>>

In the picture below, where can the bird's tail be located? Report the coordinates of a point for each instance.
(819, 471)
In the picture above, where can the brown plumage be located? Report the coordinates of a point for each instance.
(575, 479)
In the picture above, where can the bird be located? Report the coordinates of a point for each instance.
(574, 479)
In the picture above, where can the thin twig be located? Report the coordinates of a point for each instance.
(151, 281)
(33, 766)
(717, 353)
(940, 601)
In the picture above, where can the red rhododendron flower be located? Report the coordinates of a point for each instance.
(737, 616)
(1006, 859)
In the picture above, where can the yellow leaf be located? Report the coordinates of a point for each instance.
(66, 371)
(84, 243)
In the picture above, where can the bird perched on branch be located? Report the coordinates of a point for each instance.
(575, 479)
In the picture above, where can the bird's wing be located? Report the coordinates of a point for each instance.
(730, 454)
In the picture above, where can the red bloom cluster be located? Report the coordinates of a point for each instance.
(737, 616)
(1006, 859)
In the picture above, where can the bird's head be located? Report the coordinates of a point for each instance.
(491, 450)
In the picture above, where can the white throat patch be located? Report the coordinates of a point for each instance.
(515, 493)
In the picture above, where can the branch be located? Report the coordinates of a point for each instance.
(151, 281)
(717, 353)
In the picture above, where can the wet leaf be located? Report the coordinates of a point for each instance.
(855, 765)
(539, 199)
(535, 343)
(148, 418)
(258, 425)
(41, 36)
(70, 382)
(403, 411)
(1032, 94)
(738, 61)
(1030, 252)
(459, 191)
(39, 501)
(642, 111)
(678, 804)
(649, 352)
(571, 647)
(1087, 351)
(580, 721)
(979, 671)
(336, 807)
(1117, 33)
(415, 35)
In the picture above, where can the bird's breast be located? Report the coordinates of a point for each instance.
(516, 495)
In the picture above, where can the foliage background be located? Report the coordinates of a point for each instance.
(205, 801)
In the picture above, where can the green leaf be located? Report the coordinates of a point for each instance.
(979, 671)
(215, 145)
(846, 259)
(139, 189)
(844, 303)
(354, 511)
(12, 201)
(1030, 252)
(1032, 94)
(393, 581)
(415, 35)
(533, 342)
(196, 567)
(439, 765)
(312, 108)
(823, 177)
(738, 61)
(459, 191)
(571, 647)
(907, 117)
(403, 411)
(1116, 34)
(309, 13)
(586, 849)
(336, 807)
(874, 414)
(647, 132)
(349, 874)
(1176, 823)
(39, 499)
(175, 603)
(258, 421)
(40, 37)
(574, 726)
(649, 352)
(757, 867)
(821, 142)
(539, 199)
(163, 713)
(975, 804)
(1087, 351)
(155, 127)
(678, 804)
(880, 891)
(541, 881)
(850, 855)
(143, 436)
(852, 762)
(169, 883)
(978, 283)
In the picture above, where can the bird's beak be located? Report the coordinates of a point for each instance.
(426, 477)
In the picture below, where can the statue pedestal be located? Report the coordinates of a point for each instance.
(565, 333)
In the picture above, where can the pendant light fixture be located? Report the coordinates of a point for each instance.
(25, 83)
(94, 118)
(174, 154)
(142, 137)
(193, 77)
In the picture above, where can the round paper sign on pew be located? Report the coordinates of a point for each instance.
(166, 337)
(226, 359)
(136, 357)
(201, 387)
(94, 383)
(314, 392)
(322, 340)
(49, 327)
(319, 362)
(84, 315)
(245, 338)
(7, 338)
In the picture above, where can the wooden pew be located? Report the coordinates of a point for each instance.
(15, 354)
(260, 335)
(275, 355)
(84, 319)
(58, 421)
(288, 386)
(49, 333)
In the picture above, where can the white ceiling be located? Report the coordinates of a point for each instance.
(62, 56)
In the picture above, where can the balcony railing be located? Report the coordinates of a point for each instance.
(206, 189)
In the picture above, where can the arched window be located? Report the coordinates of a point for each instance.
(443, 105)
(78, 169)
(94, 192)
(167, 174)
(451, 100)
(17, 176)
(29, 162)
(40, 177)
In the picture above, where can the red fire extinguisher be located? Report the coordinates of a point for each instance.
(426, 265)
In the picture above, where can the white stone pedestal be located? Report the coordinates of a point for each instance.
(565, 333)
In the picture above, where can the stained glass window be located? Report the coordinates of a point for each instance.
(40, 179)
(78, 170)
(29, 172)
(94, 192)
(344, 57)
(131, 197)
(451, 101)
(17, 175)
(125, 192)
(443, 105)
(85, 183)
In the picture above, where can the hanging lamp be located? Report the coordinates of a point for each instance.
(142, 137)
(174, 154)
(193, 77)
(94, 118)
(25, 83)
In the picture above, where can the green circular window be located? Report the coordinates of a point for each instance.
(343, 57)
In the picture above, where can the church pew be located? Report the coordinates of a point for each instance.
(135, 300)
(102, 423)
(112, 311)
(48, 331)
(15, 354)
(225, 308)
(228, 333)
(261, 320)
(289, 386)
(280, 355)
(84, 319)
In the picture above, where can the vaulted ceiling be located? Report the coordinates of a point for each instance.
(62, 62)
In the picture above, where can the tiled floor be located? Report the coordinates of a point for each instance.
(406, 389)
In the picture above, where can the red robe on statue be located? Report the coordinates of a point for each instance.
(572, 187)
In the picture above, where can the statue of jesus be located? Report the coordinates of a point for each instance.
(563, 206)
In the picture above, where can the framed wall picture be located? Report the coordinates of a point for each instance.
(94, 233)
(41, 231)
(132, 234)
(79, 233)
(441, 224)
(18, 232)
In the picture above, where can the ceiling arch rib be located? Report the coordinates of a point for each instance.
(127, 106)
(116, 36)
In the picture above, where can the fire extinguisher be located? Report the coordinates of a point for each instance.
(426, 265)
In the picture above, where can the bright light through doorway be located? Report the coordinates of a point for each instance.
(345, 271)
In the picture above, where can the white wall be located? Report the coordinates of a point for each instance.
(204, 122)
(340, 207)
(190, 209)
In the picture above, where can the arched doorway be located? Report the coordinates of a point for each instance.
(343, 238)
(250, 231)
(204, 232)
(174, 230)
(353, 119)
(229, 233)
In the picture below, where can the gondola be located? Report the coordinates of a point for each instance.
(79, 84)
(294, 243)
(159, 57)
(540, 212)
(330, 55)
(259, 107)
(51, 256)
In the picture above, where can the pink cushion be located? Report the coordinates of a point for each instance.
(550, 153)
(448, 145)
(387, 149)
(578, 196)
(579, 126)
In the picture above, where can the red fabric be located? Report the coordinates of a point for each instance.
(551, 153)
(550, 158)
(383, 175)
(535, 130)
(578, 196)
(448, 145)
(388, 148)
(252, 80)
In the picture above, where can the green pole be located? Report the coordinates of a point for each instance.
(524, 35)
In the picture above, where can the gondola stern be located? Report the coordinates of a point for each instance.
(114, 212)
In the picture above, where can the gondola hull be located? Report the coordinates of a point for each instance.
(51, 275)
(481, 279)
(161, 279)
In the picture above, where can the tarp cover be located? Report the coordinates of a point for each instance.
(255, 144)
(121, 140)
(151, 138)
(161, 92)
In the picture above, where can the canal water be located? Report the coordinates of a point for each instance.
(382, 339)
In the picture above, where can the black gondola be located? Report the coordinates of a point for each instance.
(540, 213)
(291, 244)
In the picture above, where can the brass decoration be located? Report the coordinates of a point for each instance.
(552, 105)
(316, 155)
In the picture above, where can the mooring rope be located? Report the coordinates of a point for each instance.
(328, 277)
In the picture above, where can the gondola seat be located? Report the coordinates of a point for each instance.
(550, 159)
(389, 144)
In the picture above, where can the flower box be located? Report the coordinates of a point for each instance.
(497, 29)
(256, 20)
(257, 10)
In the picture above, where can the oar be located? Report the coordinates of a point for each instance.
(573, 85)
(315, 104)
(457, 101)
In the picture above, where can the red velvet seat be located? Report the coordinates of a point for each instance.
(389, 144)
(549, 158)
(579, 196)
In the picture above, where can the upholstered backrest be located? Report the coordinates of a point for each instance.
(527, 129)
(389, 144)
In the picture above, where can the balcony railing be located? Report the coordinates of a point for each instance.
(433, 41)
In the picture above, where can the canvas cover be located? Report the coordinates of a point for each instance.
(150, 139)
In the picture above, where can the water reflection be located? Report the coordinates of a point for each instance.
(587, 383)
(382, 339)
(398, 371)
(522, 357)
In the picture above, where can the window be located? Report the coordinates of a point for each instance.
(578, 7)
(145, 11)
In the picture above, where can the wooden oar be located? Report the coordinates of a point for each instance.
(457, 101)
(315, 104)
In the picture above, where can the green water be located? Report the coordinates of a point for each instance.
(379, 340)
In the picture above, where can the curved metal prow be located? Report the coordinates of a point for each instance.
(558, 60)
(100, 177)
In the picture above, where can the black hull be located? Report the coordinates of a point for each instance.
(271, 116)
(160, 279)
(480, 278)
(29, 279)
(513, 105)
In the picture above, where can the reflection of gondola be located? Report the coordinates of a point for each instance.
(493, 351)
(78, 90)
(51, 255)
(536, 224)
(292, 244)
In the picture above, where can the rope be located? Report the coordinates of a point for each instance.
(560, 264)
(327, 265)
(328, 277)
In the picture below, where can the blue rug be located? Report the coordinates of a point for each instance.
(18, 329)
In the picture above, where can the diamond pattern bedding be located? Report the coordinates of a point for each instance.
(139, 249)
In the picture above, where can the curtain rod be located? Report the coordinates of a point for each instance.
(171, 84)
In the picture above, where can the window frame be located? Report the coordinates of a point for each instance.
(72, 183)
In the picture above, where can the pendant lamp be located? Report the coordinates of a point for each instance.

<<

ACTION ITEM
The line with "In the picture above, where can the curtain" through the last line of the data: write these out exactly, and no others.

EXERCISE RESPONSE
In the picture above, where can the curtain rod be located? Report the coordinates of a point for each instance.
(171, 84)
In the picture above, where can the window frame be located? Report the coordinates of a point for each instance.
(72, 183)
In the picture above, where can the pendant lamp be located? Report the coordinates of a point for each instance.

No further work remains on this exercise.